Exercise task a:
Count the lines in the entries below that contain the word "roof". Reply with the number alone.

Only, if you're kidding. 

Their promo photos never look like the actual ones. I'm guessing around the iPhone 10S we finally see the death of the P&S. 

I've been less than impressed with the camera on the 5.


----------



## comsense (Sep 11, 2013)

kennephoto said:


> I hate my iPhone 5, the 5s should have been the iPhone 5 no doubt. So now I will wait for the 6. Damn you apple! But thanks for sharing the specs on the camera on the 5s looks like a decent step forward for apple. Finally starting to show me what I expected from apple.


Its never worth to upgrade every year anyways (unless you are fanboy), esp. with costs involved in breaking the 2 yr contract (assuming you are in US). 
I too hate apple for high handedness and product hysteria they whip up but I hate other smartphones more (and yes, I have tried all dead/alive mobile OSs)


----------



## batotman (Sep 11, 2013)

Fleetie said:


> Well the interesting point for us lot is that they decided NOT to increase megapixels, but instead stayed at 8MP, and increased the size of the sensor and so the size of the pixels.
> 
> Also, the lens is now f/2.2 .
> 
> ...



The 5 has f2.4, not much difference. It's digital IS, not optical. 

At least the flash might be usable. The current one is utterly useless.


----------



## comsense (Sep 11, 2013)

batotman said:


> Only, if you're kidding.
> 
> Their promo photos never look like the actual ones. I'm guessing around the iPhone 10S we finally see the death of the P&S.


P&S are not going to die even with iphone 10S. Due to size (thickness) constraint, iphones will never be able to match the IQ of P&S projecting current technologies. 
They will just see a major dip in sales and their turf taken by shrinking and improving mirrorless cameras


----------



## Pi (Sep 11, 2013)

comsense said:


> P&S are not going to die even with iphone 10S. Due to size (thickness) constraint, iphones will never be able to match the IQ of P&S projecting current technologies.



Also, it depends which P&S we are talking about. The more advanced ones, like the Lumix ones and such are far ahead of anything that a smartphone can do.


----------



## Zv (Sep 11, 2013)

I didn't know about the IS, will need to read more about that. However I did read that the sensor is 15% larger and the aperture of the lens has gone from f/2.5 to f/2.2. All that equates to a 33% increase in light sensitivity. Sounds good but isn't that just 1/3 of a stop more? We all know how insignificant that really is. Might make a small difference in low light situations? (I think I'll do an experiment ...)

10fps sounds like 1DX territory but it takes 10 and spits out a few of the best. So you don't actually get to keep the full 10? And what is the buffer like? Does it take 10 then shut down or let you shoot continuous for longer than 1s? Could just be marketing gimmekry. 

The iphone5 camera (what i have) is pretty good and I wont be upgrading anytime soon. Especially not for 1/3 of a stop and one extra LED!

Exercise task b:
Copy a passage from the camera forum thread above word for word, starting at "## batotman (Sep" and ending at "IS, not optical.".

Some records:
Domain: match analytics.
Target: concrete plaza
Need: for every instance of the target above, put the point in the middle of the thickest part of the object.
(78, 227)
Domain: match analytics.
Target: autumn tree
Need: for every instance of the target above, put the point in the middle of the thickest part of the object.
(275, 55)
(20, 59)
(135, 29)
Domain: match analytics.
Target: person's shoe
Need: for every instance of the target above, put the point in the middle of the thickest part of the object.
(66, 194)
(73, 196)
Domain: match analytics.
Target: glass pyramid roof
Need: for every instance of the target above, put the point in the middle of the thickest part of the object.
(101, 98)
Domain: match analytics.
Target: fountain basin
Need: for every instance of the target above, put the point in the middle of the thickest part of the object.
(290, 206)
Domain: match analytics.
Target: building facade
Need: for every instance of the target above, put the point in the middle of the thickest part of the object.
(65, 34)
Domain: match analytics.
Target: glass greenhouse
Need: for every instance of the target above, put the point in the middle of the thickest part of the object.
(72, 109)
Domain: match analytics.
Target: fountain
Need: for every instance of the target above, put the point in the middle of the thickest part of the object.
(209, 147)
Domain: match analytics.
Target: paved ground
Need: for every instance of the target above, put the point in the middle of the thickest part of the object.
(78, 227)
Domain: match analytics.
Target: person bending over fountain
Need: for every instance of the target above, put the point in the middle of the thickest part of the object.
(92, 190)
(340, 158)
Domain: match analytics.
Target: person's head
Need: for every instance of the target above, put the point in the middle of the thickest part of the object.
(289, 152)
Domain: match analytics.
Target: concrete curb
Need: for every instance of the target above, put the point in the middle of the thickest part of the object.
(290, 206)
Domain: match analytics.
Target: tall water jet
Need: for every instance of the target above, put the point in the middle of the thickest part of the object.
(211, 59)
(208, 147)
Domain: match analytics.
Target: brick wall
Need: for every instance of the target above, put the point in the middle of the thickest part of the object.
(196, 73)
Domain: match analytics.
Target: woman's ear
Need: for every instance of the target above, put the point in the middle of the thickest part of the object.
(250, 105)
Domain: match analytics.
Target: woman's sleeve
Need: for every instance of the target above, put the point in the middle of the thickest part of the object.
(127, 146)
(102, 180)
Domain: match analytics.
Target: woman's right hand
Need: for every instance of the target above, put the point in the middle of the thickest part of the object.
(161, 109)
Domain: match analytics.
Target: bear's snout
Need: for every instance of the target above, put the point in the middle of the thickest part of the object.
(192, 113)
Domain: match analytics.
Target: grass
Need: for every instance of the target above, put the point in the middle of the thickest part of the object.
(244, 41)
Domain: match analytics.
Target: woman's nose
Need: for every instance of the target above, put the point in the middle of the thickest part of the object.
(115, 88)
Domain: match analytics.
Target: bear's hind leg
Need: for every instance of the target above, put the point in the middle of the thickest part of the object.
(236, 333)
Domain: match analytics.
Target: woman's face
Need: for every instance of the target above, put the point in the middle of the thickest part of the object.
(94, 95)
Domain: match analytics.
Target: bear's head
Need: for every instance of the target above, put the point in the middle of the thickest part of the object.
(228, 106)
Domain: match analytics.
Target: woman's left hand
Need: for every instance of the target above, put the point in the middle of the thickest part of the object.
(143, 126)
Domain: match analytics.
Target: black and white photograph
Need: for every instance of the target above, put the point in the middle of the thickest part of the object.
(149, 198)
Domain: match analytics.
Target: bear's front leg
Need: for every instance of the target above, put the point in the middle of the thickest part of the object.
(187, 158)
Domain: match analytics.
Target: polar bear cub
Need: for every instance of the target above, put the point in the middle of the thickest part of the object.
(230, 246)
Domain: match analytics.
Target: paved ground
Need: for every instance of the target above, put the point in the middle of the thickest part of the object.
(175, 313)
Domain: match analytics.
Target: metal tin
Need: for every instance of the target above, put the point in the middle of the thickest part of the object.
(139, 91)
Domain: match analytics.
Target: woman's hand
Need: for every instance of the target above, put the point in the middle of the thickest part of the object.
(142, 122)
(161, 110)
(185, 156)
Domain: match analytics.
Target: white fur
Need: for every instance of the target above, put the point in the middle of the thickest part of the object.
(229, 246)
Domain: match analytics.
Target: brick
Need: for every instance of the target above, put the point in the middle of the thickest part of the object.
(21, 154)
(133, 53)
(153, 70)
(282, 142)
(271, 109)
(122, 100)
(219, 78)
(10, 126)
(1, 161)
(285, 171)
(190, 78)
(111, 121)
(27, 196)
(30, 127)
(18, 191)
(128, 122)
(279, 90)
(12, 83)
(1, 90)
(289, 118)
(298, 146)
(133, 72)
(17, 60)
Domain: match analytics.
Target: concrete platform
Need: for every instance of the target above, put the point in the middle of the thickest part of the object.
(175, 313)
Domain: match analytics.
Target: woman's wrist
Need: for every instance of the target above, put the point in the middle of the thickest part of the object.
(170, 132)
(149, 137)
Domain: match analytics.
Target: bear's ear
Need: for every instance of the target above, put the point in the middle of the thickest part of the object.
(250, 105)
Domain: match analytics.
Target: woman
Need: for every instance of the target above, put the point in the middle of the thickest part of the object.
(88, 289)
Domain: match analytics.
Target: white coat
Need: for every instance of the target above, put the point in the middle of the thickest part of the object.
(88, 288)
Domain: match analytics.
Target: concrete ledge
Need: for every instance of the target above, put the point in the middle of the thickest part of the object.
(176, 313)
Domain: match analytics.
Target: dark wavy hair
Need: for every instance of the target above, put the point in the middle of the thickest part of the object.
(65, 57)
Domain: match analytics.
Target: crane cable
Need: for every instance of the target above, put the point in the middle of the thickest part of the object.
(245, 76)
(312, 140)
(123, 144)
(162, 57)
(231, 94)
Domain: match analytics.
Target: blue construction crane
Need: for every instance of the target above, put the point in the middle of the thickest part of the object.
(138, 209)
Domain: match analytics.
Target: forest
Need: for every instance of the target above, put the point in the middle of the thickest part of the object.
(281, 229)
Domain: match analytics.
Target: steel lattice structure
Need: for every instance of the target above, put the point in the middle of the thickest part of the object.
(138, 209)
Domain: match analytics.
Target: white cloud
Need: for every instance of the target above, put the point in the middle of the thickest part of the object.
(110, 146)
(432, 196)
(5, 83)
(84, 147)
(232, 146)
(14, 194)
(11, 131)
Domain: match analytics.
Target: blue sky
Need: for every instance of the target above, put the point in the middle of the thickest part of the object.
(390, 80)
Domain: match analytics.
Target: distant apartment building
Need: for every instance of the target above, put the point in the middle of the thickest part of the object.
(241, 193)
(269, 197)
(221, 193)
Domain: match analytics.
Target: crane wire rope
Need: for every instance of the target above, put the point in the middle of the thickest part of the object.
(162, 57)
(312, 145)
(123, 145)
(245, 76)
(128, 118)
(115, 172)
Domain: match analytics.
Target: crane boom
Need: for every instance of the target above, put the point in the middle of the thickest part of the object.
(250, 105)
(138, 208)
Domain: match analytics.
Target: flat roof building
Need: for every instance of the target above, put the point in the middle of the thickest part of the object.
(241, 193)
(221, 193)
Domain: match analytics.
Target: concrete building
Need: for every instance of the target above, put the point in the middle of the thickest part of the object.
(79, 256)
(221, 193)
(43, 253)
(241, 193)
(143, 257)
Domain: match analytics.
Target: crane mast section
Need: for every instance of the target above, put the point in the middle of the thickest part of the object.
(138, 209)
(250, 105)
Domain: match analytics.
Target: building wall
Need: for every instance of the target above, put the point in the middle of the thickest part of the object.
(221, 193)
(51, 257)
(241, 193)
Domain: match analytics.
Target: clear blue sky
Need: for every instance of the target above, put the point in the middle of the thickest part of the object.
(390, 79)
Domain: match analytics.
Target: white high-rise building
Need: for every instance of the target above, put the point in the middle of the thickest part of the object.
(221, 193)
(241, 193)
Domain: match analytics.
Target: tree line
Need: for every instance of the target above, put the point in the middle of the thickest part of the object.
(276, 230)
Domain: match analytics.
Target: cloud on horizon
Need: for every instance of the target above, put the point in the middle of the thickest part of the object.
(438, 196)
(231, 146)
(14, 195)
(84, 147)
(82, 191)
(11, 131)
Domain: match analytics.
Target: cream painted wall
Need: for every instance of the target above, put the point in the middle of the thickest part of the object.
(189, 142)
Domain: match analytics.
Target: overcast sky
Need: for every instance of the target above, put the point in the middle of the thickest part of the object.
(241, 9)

Written solution a:
2

Written solution b:
## batotman (Sep 11, 2013)

Fleetie said:


> Well the interesting point for us lot is that they decided NOT to increase megapixels, but instead stayed at 8MP, and increased the size of the sensor and so the size of the pixels.
> 
> Also, the lens is now f/2.2 .
> 
> ...



The 5 has f2.4, not much difference. It's digital IS, not optical.